• **Your task**: Can you copy every one of the records below line for line, leaving each character unchanged?

Items listed in a dataset:
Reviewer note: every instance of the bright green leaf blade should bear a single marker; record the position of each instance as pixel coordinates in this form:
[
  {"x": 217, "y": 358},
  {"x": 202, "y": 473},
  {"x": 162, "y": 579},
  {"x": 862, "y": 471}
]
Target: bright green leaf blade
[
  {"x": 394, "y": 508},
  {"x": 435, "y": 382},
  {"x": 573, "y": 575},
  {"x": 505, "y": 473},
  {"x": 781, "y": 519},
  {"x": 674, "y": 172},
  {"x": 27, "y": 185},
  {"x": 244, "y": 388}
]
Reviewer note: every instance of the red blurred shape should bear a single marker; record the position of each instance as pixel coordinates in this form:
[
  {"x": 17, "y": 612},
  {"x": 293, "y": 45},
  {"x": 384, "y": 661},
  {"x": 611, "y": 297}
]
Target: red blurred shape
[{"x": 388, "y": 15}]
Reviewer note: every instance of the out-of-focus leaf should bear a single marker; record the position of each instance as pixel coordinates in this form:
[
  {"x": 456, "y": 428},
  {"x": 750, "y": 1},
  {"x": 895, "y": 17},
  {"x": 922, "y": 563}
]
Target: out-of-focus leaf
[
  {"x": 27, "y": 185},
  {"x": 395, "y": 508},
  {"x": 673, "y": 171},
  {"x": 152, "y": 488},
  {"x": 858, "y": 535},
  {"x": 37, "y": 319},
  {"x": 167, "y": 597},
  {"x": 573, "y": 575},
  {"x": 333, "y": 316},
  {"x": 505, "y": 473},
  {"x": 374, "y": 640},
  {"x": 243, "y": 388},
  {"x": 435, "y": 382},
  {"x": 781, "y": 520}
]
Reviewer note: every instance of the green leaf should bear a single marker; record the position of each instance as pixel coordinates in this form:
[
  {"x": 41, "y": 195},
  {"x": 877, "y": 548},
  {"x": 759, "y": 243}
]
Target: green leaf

• **Answer for the task**:
Reviewer note: every instance of the bright green leaf blade should bear a single marker; record the position of each instance as pixel coordinates in this form:
[
  {"x": 217, "y": 358},
  {"x": 202, "y": 473},
  {"x": 162, "y": 579},
  {"x": 862, "y": 471}
]
Target: bright green leaf blade
[
  {"x": 394, "y": 508},
  {"x": 435, "y": 382},
  {"x": 573, "y": 575},
  {"x": 505, "y": 473},
  {"x": 781, "y": 519},
  {"x": 674, "y": 172},
  {"x": 27, "y": 185},
  {"x": 244, "y": 388}
]
Reviewer note: every instance of the red blurred shape should bear a single marker; record the position of each instance as pixel coordinates in this form:
[
  {"x": 17, "y": 612},
  {"x": 293, "y": 45},
  {"x": 384, "y": 661},
  {"x": 611, "y": 297}
]
Target: red blurred shape
[{"x": 388, "y": 15}]
Reviewer note: every instance of the out-of-focus leaf should bear a single marker; record the position of each instance as pixel coordinates in this form:
[
  {"x": 456, "y": 428},
  {"x": 750, "y": 1},
  {"x": 895, "y": 17},
  {"x": 922, "y": 563}
]
Target: out-of-focus leaf
[
  {"x": 27, "y": 185},
  {"x": 395, "y": 508},
  {"x": 673, "y": 171},
  {"x": 152, "y": 488},
  {"x": 858, "y": 535},
  {"x": 37, "y": 319},
  {"x": 167, "y": 597},
  {"x": 573, "y": 575},
  {"x": 333, "y": 316},
  {"x": 505, "y": 473},
  {"x": 374, "y": 640},
  {"x": 243, "y": 388},
  {"x": 435, "y": 382},
  {"x": 781, "y": 520}
]
Reviewer note: every instance of the green leaf should bear a single marker; record the position of each instance as pixel coordinates in this form:
[
  {"x": 41, "y": 195},
  {"x": 877, "y": 548},
  {"x": 759, "y": 243}
]
Target: green leaf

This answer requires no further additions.